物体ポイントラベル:
★ ★ ★ ★ ★ ★ ★

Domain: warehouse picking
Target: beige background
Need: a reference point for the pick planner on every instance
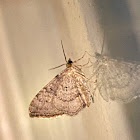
(30, 34)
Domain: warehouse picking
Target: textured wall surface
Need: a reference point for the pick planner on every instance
(30, 35)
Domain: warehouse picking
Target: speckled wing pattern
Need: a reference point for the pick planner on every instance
(118, 80)
(67, 94)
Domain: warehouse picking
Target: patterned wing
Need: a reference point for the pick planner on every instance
(62, 95)
(118, 80)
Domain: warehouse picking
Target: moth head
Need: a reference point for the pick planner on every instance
(69, 63)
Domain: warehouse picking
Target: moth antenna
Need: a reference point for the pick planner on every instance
(63, 51)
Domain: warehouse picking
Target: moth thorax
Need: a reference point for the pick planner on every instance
(69, 63)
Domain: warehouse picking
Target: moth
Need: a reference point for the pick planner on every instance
(67, 93)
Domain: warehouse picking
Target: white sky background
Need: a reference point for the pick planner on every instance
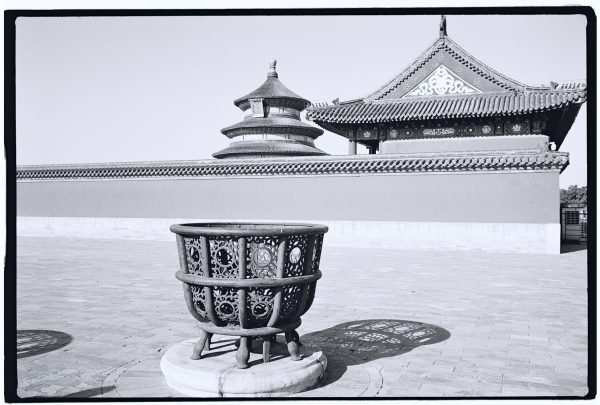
(107, 89)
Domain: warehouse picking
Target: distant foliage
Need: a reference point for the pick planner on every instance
(574, 195)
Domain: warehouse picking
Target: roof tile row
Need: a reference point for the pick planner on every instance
(509, 103)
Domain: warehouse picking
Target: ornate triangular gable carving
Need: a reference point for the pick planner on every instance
(442, 81)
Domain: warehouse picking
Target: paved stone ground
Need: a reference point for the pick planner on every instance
(392, 323)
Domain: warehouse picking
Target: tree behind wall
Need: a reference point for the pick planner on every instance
(574, 195)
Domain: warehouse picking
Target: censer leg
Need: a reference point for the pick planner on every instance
(199, 346)
(292, 346)
(208, 339)
(266, 349)
(243, 353)
(296, 337)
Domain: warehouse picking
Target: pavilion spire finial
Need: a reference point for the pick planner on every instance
(272, 66)
(443, 32)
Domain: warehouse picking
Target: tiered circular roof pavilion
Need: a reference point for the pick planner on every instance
(272, 125)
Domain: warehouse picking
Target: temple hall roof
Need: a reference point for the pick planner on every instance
(446, 81)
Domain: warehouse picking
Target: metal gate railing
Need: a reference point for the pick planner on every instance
(573, 225)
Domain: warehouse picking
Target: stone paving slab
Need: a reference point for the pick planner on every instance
(392, 323)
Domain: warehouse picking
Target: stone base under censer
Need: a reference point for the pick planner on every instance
(216, 374)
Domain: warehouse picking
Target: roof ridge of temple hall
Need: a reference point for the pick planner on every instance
(445, 44)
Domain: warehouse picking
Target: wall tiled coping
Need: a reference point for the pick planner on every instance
(327, 165)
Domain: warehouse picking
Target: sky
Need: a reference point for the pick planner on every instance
(110, 89)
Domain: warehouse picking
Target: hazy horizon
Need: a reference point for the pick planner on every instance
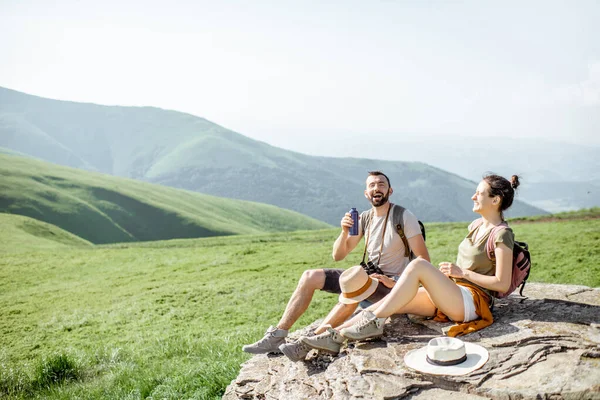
(312, 77)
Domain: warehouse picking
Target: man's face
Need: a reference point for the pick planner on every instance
(378, 190)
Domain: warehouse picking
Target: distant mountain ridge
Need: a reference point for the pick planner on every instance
(102, 208)
(184, 151)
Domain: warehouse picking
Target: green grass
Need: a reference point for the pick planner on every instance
(106, 209)
(167, 319)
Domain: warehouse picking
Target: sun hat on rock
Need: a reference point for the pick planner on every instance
(447, 356)
(356, 285)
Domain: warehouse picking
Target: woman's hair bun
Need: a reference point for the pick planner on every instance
(514, 182)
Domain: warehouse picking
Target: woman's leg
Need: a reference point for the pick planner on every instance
(406, 297)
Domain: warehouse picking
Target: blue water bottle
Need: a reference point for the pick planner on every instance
(354, 227)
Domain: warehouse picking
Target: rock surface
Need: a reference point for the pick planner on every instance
(544, 347)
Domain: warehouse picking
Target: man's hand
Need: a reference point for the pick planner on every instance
(347, 223)
(451, 270)
(387, 281)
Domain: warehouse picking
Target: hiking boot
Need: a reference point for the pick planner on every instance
(368, 326)
(296, 351)
(329, 341)
(270, 343)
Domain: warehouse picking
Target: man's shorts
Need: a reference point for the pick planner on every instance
(332, 285)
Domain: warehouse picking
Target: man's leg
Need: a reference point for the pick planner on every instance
(310, 281)
(338, 314)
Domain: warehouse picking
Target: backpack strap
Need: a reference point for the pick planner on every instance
(491, 242)
(398, 221)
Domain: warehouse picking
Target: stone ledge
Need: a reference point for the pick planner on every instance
(546, 346)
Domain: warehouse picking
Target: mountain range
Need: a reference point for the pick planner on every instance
(189, 152)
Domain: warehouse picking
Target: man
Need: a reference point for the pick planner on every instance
(384, 247)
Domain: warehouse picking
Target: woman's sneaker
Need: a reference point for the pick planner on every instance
(270, 343)
(329, 341)
(369, 326)
(296, 351)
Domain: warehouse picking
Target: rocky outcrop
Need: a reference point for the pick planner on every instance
(546, 346)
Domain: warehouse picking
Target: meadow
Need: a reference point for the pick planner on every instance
(167, 319)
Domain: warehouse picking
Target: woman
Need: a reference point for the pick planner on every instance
(463, 298)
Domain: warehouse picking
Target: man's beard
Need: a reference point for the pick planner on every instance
(379, 202)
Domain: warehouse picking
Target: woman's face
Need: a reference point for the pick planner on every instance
(482, 200)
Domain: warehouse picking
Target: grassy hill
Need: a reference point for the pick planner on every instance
(189, 152)
(167, 319)
(105, 209)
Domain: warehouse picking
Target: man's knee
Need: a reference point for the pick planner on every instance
(312, 279)
(416, 265)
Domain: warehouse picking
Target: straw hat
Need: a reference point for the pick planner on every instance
(447, 356)
(356, 285)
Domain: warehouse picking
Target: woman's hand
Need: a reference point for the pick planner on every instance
(387, 281)
(451, 270)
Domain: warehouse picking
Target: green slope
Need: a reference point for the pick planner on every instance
(167, 319)
(22, 234)
(189, 152)
(106, 209)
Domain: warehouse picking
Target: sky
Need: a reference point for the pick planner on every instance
(312, 76)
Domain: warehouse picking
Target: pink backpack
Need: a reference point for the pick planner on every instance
(521, 260)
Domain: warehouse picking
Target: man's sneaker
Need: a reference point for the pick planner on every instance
(368, 326)
(296, 351)
(329, 341)
(269, 343)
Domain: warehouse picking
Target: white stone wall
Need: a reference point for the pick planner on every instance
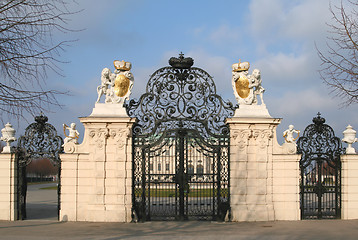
(349, 181)
(96, 176)
(251, 182)
(286, 188)
(8, 183)
(264, 176)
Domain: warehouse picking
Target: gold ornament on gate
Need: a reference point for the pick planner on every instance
(242, 83)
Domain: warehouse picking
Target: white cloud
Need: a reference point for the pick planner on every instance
(283, 67)
(225, 33)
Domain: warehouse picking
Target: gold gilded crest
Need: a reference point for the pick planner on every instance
(121, 85)
(242, 87)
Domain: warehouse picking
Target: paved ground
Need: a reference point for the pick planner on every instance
(44, 226)
(35, 229)
(41, 204)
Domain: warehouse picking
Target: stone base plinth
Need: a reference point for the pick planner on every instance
(96, 177)
(108, 110)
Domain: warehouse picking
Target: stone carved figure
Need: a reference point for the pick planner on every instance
(256, 83)
(107, 78)
(8, 136)
(349, 137)
(288, 134)
(246, 87)
(116, 86)
(72, 135)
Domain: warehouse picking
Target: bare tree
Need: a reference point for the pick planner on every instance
(28, 50)
(340, 61)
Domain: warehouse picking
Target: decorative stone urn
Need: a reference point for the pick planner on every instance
(8, 136)
(349, 137)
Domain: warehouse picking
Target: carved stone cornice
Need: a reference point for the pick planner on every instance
(241, 137)
(99, 136)
(121, 136)
(262, 137)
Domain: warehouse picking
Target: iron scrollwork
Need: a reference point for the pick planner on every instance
(39, 141)
(180, 118)
(181, 94)
(320, 171)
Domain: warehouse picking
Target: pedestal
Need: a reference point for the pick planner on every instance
(97, 174)
(251, 150)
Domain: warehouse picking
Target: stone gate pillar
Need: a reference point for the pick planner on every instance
(251, 182)
(349, 186)
(8, 187)
(96, 176)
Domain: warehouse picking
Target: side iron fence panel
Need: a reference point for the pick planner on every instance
(39, 141)
(320, 164)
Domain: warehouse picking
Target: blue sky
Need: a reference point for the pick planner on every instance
(276, 36)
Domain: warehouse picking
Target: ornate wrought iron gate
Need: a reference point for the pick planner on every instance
(180, 146)
(320, 171)
(39, 141)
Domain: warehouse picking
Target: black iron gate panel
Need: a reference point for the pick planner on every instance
(180, 146)
(320, 164)
(39, 141)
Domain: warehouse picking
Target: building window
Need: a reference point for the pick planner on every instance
(200, 169)
(190, 169)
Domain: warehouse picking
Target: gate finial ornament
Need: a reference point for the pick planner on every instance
(246, 87)
(8, 136)
(73, 134)
(288, 134)
(349, 137)
(181, 62)
(116, 86)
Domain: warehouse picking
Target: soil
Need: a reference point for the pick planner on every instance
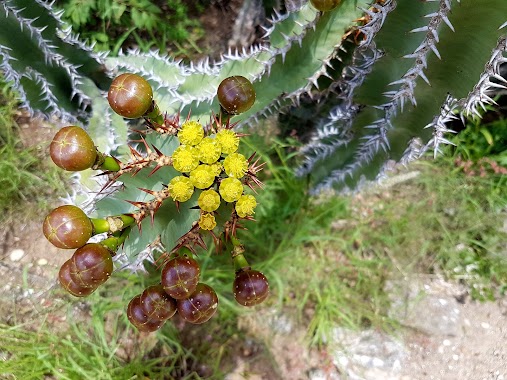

★ ★ ★ ★ ★ ★ ★

#### 問題:
上記のデータから、文字列「distant」を含む行をすべてそのまま返してください。

#### タスク出力:
Target: distant foliage
Target: distant mountain ridge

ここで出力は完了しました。